[Dataset items]
╔══

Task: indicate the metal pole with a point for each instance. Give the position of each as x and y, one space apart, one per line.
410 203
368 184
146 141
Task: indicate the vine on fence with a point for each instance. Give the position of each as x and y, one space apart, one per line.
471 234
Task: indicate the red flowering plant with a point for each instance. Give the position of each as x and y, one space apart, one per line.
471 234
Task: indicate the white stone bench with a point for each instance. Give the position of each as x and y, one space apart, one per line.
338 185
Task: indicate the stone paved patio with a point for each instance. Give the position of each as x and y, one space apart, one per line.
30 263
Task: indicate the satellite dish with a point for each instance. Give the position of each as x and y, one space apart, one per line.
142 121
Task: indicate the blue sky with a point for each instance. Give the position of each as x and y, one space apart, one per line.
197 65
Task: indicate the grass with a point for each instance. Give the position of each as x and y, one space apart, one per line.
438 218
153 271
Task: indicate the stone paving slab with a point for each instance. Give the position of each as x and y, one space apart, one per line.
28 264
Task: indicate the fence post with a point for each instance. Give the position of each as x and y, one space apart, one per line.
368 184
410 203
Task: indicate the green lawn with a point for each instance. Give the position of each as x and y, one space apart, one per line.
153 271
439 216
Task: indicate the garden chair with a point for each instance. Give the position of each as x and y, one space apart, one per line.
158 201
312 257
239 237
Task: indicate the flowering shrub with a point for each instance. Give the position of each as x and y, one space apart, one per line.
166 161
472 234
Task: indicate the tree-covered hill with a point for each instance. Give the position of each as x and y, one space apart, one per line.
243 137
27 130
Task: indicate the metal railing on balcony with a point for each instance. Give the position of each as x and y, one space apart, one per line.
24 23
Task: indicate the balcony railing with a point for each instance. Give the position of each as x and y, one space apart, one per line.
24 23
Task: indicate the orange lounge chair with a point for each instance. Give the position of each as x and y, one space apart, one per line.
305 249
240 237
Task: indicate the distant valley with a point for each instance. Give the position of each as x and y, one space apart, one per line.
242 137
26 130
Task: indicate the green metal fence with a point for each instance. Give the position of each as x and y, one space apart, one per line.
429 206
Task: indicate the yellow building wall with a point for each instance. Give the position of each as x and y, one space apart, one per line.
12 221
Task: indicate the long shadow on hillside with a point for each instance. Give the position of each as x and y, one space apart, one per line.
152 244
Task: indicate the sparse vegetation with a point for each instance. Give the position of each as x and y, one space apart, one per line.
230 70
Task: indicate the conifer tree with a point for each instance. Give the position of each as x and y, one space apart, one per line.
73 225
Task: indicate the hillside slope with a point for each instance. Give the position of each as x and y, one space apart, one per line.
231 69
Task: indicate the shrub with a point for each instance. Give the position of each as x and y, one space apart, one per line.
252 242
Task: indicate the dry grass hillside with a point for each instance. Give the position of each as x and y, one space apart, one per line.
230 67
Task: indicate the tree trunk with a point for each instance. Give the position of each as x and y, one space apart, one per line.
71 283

╚══

*Exercise description*
Rewrite the lines from the one containing "Task: indicate the balcony" through the end of the data, requests included, and shift every x and y coordinate in the answers by -81. Reproduce only those lines.

*Answer to the task*
Task: indicate the balcony railing with a point for each instance. Give the position of each as x and y, one space apart, one per line.
-57 -58
Task: indicate the orange lounge chair with a point for each instance. Give the position of each as x and y, one space apart, one per line.
224 168
159 156
Task: indicate the distant valley with a point for each instance. Give the position of each as x and y, one space apart, one per line.
161 56
-55 49
Task: indicate the green metal fence with a point for each instance. Give the position of each as x and y, one space apart, one per line.
348 125
Task: indicate the yellow building wall with a point for each instance. Give the position of each as x and y, one space apart, one per line.
-69 140
Task: indicate the long shadow on hillside with a point for each instance. Give the position of each as x and y, one space apart, one per line.
71 163
Task: indicate the sparse vegetation with a point for each instance. Give the position of each as x and y, one space apart, one per line.
149 -11
Task: indicate the conifer tree with a point for each instance. Give the position of each as x and y, one space apart, one per line.
-8 144
Task: indicate the hillside slope with a point for each instance. Give the position of each as x and y, one space apart, one per line.
150 -12
Task: indicate the shrub with a point for each instance. Give the position of each as x and y, one space apart, one per line.
171 161
Task: indicate the dry grass hillside with a point for each instance. Give the position of each as x and y, one space apart, one per line.
149 -14
Task: indicate the tree trunk with a point for each instance. Give the position of each as x and y, one space apart, one per line.
-10 202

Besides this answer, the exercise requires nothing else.